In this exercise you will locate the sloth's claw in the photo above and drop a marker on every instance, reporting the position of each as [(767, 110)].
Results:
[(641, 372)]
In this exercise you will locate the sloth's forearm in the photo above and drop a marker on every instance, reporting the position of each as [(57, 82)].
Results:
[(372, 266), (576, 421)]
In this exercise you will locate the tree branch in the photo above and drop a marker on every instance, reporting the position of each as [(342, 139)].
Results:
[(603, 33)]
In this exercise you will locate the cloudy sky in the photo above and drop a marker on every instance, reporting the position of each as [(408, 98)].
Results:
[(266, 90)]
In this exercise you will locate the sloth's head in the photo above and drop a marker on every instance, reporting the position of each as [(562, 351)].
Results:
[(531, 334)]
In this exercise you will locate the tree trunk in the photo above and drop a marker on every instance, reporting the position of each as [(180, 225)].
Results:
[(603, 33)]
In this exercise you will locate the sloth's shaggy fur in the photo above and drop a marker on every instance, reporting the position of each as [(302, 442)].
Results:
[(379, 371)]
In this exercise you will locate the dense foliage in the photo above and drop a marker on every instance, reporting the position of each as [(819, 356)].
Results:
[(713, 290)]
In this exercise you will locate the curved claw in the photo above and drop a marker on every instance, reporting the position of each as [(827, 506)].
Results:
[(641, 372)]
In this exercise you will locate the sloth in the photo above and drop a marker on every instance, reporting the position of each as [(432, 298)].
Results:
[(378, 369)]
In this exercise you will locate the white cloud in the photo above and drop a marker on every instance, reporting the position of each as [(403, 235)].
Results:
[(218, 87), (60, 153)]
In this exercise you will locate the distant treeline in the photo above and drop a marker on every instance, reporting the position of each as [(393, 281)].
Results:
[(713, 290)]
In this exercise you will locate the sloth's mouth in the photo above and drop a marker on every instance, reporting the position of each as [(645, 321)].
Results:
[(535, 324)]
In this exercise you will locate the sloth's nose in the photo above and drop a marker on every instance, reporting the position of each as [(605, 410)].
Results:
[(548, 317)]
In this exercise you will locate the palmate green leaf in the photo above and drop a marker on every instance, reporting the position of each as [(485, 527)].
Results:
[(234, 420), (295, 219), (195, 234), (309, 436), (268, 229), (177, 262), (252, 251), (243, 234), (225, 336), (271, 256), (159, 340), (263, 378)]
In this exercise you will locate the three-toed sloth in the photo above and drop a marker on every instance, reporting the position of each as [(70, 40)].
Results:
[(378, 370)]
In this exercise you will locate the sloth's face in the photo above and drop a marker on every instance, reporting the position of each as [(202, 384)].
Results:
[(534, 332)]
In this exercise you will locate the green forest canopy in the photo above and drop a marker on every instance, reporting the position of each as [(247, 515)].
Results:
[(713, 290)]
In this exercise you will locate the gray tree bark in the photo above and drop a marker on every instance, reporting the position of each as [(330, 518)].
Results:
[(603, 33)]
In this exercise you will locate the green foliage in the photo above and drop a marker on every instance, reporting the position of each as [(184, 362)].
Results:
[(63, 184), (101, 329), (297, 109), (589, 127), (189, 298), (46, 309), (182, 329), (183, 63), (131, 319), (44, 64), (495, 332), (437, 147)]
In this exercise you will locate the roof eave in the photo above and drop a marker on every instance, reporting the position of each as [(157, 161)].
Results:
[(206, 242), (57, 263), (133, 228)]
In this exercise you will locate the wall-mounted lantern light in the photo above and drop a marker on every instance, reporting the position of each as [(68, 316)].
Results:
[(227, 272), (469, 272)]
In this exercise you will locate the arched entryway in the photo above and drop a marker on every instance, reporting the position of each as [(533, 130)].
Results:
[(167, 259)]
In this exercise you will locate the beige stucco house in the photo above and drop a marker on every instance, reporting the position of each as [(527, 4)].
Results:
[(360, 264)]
*-*-*
● EXERCISE REQUIREMENTS: Please give back all of the records exactly as written.

● ANSWER TO THE EXERCISE:
In this exercise you will locate the sloth's claw in the photo above and drop a marker on every instance, reporting the position of each as [(767, 110)].
Results:
[(641, 372)]
In this exercise you will locate the sloth's forearm in the photo above and drop a marker on every instance, reporting the position of each as [(57, 82)].
Results:
[(372, 266), (576, 421)]
In this exercise you will locate the tree branch in the photo above and drop a marker on every instance, reporting the position of each as [(342, 139)].
Results:
[(603, 33)]
In this exercise you will locate the cloudy sky in the photo above and drop a marker on every instance, reporting the position of each as [(408, 98)].
Results:
[(266, 90)]
In this exercise you will locate the sloth's head in the photo above and drop a marker on every instance, reporting the position of each as [(562, 351)].
Results:
[(531, 334)]
In this exercise you will locate the tree trunk in the photo above and drop a marker on every instance, reporting the position of each as [(180, 225)].
Results:
[(603, 33)]
In this exercise you will locate the sloth's shaggy fur in the photo above and drop a marker on every instance, reporting the position of each as [(302, 442)].
Results:
[(379, 371)]
In this exercise you will locate the dense foliage in the photo above and drop a marker on every instance, reporting the position of each as [(819, 356)].
Results:
[(713, 290)]
In this exercise you will locate the curved claw in the photo above and drop a marker on every instance, reporting the position of each as [(827, 506)].
Results:
[(641, 372)]
In this exercise you will locate the sloth in the photo above and drop a marker on every instance, reporting the position of each as [(432, 298)].
Results:
[(378, 369)]
In this exercise you will locate the white cloud in the photo above and drop a marker on every instance, reporting the position of each as [(403, 235)].
Results:
[(218, 87), (60, 153)]
In this exercise you will locate the distant treeline in the photo above and drop a marker on every instance, reporting the position of each as [(393, 281)].
Results:
[(713, 290)]
In this exercise you will locate the sloth's mouth in the photo above and drop a marker on every instance, reporting the position of each as [(645, 321)].
Results:
[(535, 324)]
In this exercise you will locate the sloth's nose in the photo above and drop a marker on every instance, reporting the position of each as [(605, 410)].
Results:
[(548, 317)]
In this exercise you will locate the palmate green leaf in the photo above and drop a marker on every instance, reporting the position of each as [(485, 527)].
Results:
[(234, 420), (295, 219), (195, 234), (309, 436), (268, 229), (177, 262), (252, 251), (243, 234), (225, 336), (271, 256), (159, 340), (263, 378)]
In this exercise you will locate the three-toed sloth in the photo above and drop a marker on every instance, reporting the position of each as [(70, 40)].
Results:
[(378, 370)]
In this exercise you will locate the sloth's face in the photo above and drop a marker on every instance, reporting the position of each as [(202, 384)].
Results:
[(534, 332)]
In this exercise you will locate the green forest canopy in the photo above and drop a marker on every instance, reporting the position of each as [(247, 515)].
Results:
[(713, 290)]
In this exercise you will locate the gray tree bark in the photo above and drop a marker on every instance, reporting the position of each as [(330, 518)].
Results:
[(603, 33)]
In this exercise you will locate the green foliage in the photo above and drop a marker on every instance, reporting the position of each as [(184, 362)].
Results:
[(63, 184), (101, 329), (297, 109), (589, 127), (189, 298), (46, 309), (182, 329), (183, 63), (131, 319), (44, 64), (495, 332), (437, 147)]
In this exercise you will locate the roof eave in the photo above and drop a marker on every instance, reporting the position of each as [(157, 161)].
Results:
[(206, 242), (57, 263), (133, 228)]
In this exercise you will locate the wall-mounted lantern light in the photo above and drop a marker on every instance, reporting the position of each as [(68, 316)].
Results:
[(227, 272), (469, 272)]
In this exercise you will locate the arched entryway in the photo above and drop a marker on every instance, reporting the position of each as [(533, 130)].
Results:
[(167, 259)]
In this exercise you will locate the beige stucco house in the photo above and drop a marker on every instance, reporting the position of each as [(527, 4)].
Results:
[(360, 264)]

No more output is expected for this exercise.